Copy each of the rows below word for word.

-.-.-

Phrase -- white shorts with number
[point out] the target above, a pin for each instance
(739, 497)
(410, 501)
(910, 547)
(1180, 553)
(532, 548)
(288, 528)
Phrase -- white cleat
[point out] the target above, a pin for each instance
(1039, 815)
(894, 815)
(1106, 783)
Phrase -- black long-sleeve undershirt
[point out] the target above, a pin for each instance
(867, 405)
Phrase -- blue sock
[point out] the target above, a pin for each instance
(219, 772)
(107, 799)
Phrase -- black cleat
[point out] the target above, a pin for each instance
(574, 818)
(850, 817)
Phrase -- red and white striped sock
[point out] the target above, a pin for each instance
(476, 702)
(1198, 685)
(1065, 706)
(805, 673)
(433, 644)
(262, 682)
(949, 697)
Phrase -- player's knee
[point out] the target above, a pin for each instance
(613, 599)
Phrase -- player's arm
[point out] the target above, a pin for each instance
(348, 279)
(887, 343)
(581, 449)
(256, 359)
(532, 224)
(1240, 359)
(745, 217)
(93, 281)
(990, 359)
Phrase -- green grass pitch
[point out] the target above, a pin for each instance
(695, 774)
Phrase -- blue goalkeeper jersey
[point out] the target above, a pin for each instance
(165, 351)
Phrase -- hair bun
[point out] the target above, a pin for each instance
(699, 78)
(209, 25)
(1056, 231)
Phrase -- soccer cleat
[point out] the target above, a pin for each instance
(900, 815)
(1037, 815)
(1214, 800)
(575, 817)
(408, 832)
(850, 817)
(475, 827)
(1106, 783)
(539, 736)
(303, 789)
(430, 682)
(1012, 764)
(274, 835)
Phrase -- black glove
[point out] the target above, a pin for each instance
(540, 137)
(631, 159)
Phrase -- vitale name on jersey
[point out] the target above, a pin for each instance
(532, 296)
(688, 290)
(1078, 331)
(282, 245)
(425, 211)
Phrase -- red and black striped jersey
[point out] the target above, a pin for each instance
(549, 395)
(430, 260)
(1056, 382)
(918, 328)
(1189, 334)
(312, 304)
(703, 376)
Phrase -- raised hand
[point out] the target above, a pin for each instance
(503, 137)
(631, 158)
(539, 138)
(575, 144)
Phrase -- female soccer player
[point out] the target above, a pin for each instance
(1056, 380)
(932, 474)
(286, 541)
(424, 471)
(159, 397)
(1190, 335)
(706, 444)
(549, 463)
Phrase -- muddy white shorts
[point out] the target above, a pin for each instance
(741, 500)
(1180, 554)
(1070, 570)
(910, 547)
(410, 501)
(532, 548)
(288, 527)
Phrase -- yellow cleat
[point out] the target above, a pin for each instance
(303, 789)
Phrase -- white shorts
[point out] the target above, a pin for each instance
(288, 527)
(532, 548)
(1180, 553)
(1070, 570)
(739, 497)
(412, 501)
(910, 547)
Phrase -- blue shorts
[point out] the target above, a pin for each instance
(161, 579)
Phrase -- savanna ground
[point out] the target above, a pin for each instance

-.-.-

WRITTEN ANSWER -
Phrase -- white shorts with number
[point out] the target above, a pin for each instance
(739, 497)
(410, 501)
(910, 547)
(1180, 553)
(532, 548)
(288, 528)
Phrase -- white cleat
[point out] the target above, a pin for each instance
(1039, 815)
(894, 815)
(1106, 783)
Phrase -- black long-sleeve undershirt
[point out] the target above, a pin for each instance
(867, 405)
Phrase -- blue sock
[point out] the target above, a pin for each instance
(219, 772)
(107, 799)
Phrase -- black cleat
[point out] the target above, a pin for each instance
(574, 818)
(850, 817)
Phrase -- red and white striped sock
[point out] the target above, a pin for each instance
(476, 702)
(1198, 685)
(1065, 706)
(805, 673)
(433, 644)
(262, 682)
(949, 697)
Phrase -- player's knee
[point out] the target above, a pin for each instance
(613, 599)
Phrase -- player's arm
[point out] the target above, a pin for each instance
(348, 279)
(887, 343)
(581, 449)
(256, 359)
(532, 224)
(1240, 359)
(745, 217)
(93, 281)
(990, 359)
Phrase -- green grass pitch
[point out] the target above, a pin for each instance
(695, 774)
Phrase -- blue goalkeeper jersey
[point out] the target above, a pin for each instance
(165, 351)
Phrase -- hair bun
[point out] the target above, a pin for each instance
(699, 78)
(209, 25)
(1056, 231)
Phrase -- soccer cleat
[point out] the target above, a pin for each instance
(900, 815)
(1037, 815)
(1214, 800)
(575, 817)
(408, 832)
(850, 817)
(475, 827)
(1106, 783)
(539, 736)
(303, 789)
(430, 682)
(1012, 764)
(274, 835)
Phrase -- black glove
[point out] the target above, a pin for each instance
(540, 137)
(631, 159)
Phrase -- vitale name on jersey
[point out] the target above, a pin for each instance
(532, 296)
(688, 290)
(1078, 331)
(282, 245)
(425, 211)
Phrase -- red and black striped jersey
[point out] the target above, a pin for each instance
(549, 395)
(430, 260)
(1056, 382)
(918, 328)
(1189, 334)
(312, 304)
(703, 376)
Phrase -- raised hand
[point out] the target above, a pin for each instance
(503, 137)
(631, 158)
(539, 138)
(575, 144)
Phrase -- female soccer player
[point out] the target above, a pin for each instance
(1056, 380)
(932, 474)
(286, 541)
(424, 471)
(159, 397)
(1190, 335)
(706, 444)
(549, 463)
Phrase -- muddy white shorts
[point out] the target above, a pin for each instance
(741, 500)
(1180, 554)
(1070, 570)
(910, 547)
(410, 501)
(532, 548)
(288, 527)
Phrase -- yellow cleat
[point out] the target above, a pin for each instance
(303, 789)
Phrase -- white shorts
[point out] the target above, a pin for each instance
(288, 527)
(532, 548)
(1180, 553)
(1070, 570)
(739, 497)
(412, 501)
(910, 547)
Phrase -- blue shorts
[point out] the target above, a pin for each instance
(161, 579)
Phrase -- savanna ground
[point out] the target above, a pin for each instance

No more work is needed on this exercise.